SHORT TASK: Can you write out every item below line for line, with no changes?

:: DATA SHOWN

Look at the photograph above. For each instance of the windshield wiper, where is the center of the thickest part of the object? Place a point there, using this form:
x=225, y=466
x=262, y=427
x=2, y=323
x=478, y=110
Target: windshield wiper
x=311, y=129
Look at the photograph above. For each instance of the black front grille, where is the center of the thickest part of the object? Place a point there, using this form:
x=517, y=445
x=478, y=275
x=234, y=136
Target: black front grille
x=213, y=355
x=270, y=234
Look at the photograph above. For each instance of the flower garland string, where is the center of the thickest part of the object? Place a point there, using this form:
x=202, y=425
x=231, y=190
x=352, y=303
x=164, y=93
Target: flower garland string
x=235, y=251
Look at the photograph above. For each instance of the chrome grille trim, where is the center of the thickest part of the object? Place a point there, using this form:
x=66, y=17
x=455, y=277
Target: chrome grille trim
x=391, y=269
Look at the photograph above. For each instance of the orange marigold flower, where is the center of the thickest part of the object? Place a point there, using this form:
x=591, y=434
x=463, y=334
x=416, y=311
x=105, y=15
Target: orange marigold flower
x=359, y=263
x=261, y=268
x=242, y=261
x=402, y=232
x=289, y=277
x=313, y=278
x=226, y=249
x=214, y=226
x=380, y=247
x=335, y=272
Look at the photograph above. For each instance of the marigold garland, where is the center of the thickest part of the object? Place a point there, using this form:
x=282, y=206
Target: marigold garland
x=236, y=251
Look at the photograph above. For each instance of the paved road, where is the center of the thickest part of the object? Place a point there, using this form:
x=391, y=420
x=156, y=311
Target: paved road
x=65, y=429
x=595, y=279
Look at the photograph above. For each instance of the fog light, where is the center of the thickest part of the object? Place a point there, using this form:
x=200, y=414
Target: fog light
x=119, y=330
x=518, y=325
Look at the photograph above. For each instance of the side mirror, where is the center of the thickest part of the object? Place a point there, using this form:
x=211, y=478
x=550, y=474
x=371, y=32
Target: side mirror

::::

THE SOLUTION:
Look at the photograph above. For each instance of the windshield wiper, where is the center of the thickest part of the object? Place a point there, using this form:
x=225, y=466
x=262, y=427
x=2, y=323
x=478, y=110
Target: windshield wiper
x=311, y=129
Look at the photograph above. For each instance of the black front grille, where is the center of the thickest part of the object? Place a point there, using this form:
x=517, y=445
x=478, y=275
x=234, y=136
Target: black front grille
x=213, y=355
x=270, y=234
Look at the photograph above. For each instance of the flower garland string, where is the center of the thickest part of the object? Place a point there, using this form:
x=202, y=425
x=231, y=190
x=352, y=303
x=164, y=93
Target: flower garland string
x=235, y=251
Look at the photograph above. For each instance of the chrome grille trim, where is the center of the thickest part of the object? Place a point there, using this form:
x=66, y=17
x=455, y=277
Target: chrome grille trim
x=391, y=269
Look at the photograph above. For each instance of the orange marigold flower, where is the center of the thickest part of the object? Place a point there, using this form:
x=591, y=434
x=463, y=334
x=416, y=311
x=105, y=15
Target: orange marigold flower
x=359, y=263
x=261, y=268
x=242, y=261
x=402, y=232
x=289, y=277
x=313, y=278
x=226, y=249
x=214, y=226
x=380, y=247
x=335, y=272
Look at the photograph above. For each instance of the marigold garland, where is the center of the thickest part of the object? Place a point there, using this form:
x=282, y=206
Target: marigold garland
x=236, y=251
Look at the photograph above. For each instance of the paved road, where is the center of the thickest part of the object? Place a point there, using this form:
x=391, y=420
x=156, y=311
Target: paved road
x=65, y=429
x=595, y=279
Look at the photograph above. For each instance of the fog light, where is the center of the thickest part of the object? Place a point there, using this form:
x=200, y=414
Target: fog light
x=119, y=330
x=518, y=325
Look at the photograph above. For each instance of the side mirror, where is the center of the thickest part of the object? Place a point there, using this form:
x=211, y=478
x=550, y=474
x=371, y=32
Target: side mirror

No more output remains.